··· Passage for review

By Nate Thayer
July 20, 2016
My pal, Lamont, has out snookered the feared Dog Police.
Only days ago, the threat of the death penalty was swinging like a lynching rope at the gallows over Lamont’s head.

Lamont schmoozes with Dog Secret Police Agent
It was recently that the feared Dog Police in the capital city of the Free World issued an all points bulletin for the storied, recidivist mutt, Lamont, who had crossed that ‘Red Line’ and assaulted a U.S. government federal employee–the hated Post Office Mailman. At the end of the altercation, the score was Lamont 1, Mailman 0. The Postal Worker was left confused, bleeding, and with a hole in his leg. The Mailman contacted Post Office Management. Management contacted Postal Police. The Postal Police contacted Medical Professionals. Medical Professionals contacted the Government Dog Police. And the Dog Police dispatched their most experienced Detectives and tracked down Lamont.
The Dog Police sentenced Lamont to a term of House Arrest, forbidding him from contact with any humans or other dogs.

Lamont gets paroled from incarceration by the dreaded Dog Police after being given time served for good behavior
Lamont knew that life as he knew it was under threat. Being no dummy, Lamont has been on his best behavior. The Dog Police have been to Lamont’s house 4 times in the ensuing period to check whether the mutt is behaving himself. He hasn’t been, but one would never know it when the Dog Secret Police show up and Lamont, like a veritable Houdini, morphed into an excellently behaving dog, slathering on the smooches, being extra polite, contrite, and lovable.
Today, Officer Daniels–who is Lamont’s Probation Officer and has been a bit smitten with Lamont from the get go–showed up for his 4th and final visit.
Lamont and I were out ferreting around the gardens of our palatial estate when Officer Daniels showed up.
“Hi Lamont,” he said, ignoring me. “Have you been behaving yourself?”
Lamont sat down, remarkably and without precedent, wiggled his tail and batted his eyelashes at the dreaded law enforcement official, who had Lamont’s future firmly in his grip.
“Lamont!” I whispered. “What kind of tricks are you up to?”
Lamont rolled his eyes at me and gave me a dismissive sideways glance. “Just shut up and watch,” he said, and turned his attention back to the cop.
Lamont whined like a Damsel in Distress. I could only roll my eyes at the B-grade acting. “Lamont! What are you up to?” I asked him when the cop turned his back for a moment.
“Just be quiet and leave this to me, Nate” he said, with considerable cheek.

······

• Activities:
A. According to the account of Lamont and the Dog Police, why has Lamont been on his best behavior?
B. Rewrite the stretch of the account of Lamont and the Dog Police from "Lamont and I" through "in his grip.", replacing "gardens" with "grounds".

··· Data extracts

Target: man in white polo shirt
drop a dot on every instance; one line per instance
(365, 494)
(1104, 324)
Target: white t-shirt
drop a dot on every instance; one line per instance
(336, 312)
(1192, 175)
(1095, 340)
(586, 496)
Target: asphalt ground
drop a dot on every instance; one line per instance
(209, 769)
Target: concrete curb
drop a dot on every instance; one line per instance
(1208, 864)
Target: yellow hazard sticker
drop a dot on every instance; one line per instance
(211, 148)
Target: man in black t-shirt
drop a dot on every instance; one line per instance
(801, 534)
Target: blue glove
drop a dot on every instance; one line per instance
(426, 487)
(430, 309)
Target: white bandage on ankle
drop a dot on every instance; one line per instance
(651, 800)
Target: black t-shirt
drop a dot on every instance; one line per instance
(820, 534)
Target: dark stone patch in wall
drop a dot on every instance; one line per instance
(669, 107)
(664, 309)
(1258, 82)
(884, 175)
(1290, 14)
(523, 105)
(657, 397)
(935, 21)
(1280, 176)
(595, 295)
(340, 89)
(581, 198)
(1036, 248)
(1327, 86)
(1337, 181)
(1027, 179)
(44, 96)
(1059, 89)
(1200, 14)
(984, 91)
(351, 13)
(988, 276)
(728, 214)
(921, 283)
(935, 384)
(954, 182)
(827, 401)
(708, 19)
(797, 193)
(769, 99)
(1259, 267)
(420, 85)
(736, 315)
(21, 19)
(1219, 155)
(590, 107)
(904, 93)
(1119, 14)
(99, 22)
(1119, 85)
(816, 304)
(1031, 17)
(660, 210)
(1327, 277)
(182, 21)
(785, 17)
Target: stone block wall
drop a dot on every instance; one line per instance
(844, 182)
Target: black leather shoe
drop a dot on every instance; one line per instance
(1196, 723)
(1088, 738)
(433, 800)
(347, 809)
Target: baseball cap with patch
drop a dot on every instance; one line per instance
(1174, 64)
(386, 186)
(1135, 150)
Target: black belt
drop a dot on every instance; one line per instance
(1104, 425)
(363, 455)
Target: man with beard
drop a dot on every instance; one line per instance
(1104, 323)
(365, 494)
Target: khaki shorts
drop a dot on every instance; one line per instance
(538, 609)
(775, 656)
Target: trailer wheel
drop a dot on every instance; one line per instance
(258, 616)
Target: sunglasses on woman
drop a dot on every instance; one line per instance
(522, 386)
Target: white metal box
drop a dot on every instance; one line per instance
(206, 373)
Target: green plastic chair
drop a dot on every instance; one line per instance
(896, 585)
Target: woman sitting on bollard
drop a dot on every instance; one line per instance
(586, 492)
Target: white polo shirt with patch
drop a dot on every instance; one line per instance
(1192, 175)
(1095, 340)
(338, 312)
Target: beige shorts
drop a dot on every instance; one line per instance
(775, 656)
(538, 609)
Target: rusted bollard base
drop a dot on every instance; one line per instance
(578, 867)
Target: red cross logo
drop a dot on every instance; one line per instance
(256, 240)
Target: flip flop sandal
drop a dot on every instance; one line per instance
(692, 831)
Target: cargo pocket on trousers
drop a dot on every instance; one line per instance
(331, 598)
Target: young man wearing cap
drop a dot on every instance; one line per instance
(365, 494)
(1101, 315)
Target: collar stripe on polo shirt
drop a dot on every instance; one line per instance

······

• Results by task:
A. Lamont knew that life as he knew it was under threat after the Dog Police sentenced him to House Arrest. Being no dummy, he has behaved his best.

B.
Lamont and I were out ferreting around the grounds of our palatial estate when Officer Daniels showed up.
“Hi Lamont,” he said, ignoring me. “Have you been behaving yourself?”
Lamont sat down, remarkably and without precedent, wiggled his tail and batted his eyelashes at the dreaded law enforcement official, who had Lamont’s future firmly in his grip.